*** EXCERTO DO DOCUMENTO

Rute Serra, Expresso online (111 17/02/2021)
Sem aviso prévio, exigiu-se à Humanidade que desempenhasse o distópico papel das suas vidas. Nesta crise global que a pandemia instigou, somos todos aleatoriamente protagonistas, actores de segunda linha ou figurantes. Porém todos - arriscaria dizer, sem excepção - sentimos os devastadores impactos com que a doença covid-19 nos brindou
O World Economic Forum convoca a necessidade de fazermos The Great Reset, ou seja, da aldeia global se redefinir sob o ponto de vista económico, numa perspectiva de progresso mútuo e sustentável. Não tardou que os-que-vêm-filmes-a-mais, também designados “conspiracionistas”, inspirados no baizuo – epíteto depreciativo chinês relativo à “superioridade moral das elites ocidentais” – decidissem denunciar o prenúncio de uma nova ordem mundial castradora e subversiva, que rapidamente nos transformará em autómatos.

******
*** LISTAGEM DE DADOS

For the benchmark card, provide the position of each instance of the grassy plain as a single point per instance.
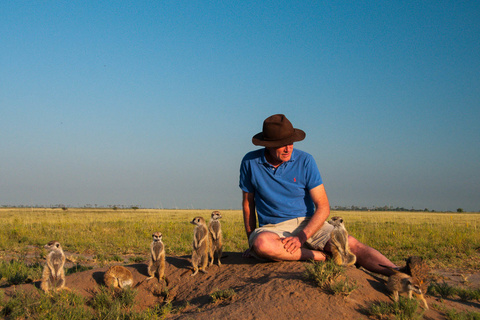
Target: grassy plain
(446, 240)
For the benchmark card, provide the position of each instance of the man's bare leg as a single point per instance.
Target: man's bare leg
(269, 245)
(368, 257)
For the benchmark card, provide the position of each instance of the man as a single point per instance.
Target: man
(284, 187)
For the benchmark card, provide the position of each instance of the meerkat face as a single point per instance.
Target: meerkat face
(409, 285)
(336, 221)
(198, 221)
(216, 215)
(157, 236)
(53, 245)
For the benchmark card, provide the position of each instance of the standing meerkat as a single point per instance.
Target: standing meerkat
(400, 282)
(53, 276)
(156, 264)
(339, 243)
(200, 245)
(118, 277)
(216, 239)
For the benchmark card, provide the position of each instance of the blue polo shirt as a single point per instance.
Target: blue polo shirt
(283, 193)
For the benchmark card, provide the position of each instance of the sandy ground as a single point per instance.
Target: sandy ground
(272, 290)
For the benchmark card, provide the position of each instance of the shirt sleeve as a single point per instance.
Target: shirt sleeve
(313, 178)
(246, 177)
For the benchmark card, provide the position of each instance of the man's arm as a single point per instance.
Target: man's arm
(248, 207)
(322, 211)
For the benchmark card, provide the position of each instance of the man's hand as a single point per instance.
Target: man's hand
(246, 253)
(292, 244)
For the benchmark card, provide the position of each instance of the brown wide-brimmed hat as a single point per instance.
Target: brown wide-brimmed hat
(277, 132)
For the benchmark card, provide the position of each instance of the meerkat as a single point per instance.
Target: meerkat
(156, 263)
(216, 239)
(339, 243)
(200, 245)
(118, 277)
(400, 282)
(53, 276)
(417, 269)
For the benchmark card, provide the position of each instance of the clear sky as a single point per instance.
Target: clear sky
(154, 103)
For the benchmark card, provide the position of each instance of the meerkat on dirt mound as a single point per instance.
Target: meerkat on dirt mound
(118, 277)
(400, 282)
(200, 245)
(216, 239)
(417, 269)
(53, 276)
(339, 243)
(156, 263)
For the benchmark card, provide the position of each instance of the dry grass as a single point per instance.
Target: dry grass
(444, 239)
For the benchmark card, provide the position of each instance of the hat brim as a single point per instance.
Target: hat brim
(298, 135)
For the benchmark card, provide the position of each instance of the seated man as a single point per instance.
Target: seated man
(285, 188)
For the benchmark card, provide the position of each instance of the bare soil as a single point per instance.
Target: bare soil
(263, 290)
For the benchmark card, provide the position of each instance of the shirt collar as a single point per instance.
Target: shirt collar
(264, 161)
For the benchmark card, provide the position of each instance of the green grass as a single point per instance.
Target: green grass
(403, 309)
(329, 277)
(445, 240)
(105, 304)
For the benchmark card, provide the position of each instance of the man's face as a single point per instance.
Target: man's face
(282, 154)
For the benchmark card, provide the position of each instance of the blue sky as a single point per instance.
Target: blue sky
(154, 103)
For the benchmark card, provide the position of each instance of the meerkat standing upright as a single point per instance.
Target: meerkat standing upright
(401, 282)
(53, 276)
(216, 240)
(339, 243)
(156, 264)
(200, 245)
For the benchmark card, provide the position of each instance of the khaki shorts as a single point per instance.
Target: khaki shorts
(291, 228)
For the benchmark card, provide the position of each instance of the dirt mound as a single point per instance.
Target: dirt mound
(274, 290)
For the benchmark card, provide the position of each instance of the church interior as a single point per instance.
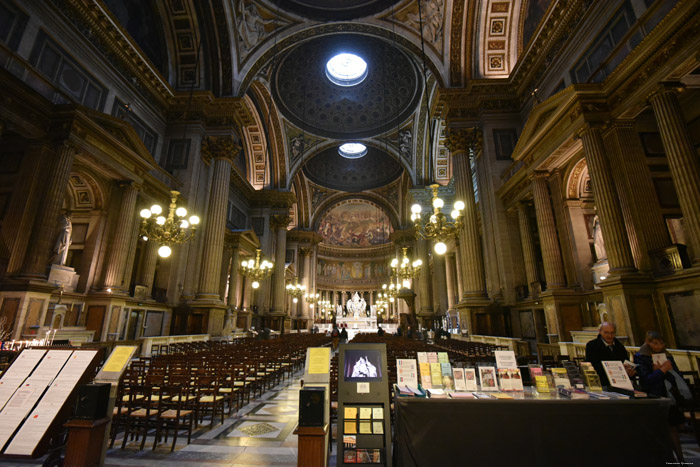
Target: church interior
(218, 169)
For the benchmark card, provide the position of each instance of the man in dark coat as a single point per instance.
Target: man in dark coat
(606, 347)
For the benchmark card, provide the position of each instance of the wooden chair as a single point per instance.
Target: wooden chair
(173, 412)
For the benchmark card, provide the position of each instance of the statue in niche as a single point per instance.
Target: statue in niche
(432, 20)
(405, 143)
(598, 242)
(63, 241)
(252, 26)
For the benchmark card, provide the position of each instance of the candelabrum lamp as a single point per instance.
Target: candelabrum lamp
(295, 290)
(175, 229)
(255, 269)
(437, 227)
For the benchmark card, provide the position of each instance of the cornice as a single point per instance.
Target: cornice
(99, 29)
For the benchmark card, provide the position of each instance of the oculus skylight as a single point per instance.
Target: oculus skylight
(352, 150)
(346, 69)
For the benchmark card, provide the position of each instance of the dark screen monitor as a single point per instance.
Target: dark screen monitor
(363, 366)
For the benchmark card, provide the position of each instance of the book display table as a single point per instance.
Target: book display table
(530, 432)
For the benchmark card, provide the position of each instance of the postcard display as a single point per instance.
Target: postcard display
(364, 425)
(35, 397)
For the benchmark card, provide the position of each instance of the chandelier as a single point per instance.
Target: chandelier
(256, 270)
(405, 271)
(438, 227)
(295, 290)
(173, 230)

******
*** LISTAGEM DE DADOS

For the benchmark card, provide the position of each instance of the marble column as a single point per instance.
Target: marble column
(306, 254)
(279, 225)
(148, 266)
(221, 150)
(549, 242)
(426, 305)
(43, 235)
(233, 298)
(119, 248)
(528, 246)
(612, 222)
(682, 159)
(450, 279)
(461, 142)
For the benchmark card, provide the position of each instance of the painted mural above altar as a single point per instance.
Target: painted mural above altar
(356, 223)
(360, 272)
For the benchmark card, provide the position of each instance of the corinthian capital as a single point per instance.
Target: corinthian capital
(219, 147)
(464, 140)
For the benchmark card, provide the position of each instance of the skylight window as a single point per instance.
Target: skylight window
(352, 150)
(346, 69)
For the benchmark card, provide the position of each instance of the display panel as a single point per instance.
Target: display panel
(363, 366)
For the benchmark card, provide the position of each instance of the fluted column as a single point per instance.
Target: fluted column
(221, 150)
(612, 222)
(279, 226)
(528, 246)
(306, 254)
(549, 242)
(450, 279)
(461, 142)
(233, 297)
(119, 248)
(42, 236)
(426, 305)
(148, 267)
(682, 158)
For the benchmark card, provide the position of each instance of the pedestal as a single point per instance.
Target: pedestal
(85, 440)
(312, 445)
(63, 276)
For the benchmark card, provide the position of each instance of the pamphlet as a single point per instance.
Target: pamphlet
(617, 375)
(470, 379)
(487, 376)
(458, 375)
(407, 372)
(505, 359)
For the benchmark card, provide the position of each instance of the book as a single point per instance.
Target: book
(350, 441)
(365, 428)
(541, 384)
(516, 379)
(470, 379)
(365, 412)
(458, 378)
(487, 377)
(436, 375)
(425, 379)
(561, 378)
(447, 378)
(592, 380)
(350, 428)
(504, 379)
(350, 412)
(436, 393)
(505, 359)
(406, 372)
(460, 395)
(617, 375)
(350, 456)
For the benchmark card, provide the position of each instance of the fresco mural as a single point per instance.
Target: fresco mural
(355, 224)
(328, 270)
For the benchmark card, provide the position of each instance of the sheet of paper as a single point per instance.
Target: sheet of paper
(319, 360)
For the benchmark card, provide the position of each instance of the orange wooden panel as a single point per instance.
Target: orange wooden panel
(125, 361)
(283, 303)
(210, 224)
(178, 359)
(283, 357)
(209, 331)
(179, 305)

******

Copie, do excerto sobre a pandemia, o trecho que vai de "Sem aviso prévio, exigiu-se" até "transformará em autómatos.", inclusive.

Sem aviso prévio, exigiu-se à Humanidade que desempenhasse o distópico papel das suas vidas. Nesta crise global que a pandemia instigou, somos todos aleatoriamente protagonistas, actores de segunda linha ou figurantes. Porém todos - arriscaria dizer, sem excepção - sentimos os devastadores impactos com que a doença covid-19 nos brindou
O World Economic Forum convoca a necessidade de fazermos The Great Reset, ou seja, da aldeia global se redefinir sob o ponto de vista económico, numa perspectiva de progresso mútuo e sustentável. Não tardou que os-que-vêm-filmes-a-mais, também designados “conspiracionistas”, inspirados no baizuo – epíteto depreciativo chinês relativo à “superioridade moral das elites ocidentais” – decidissem denunciar o prenúncio de uma nova ordem mundial castradora e subversiva, que rapidamente nos transformará em autómatos.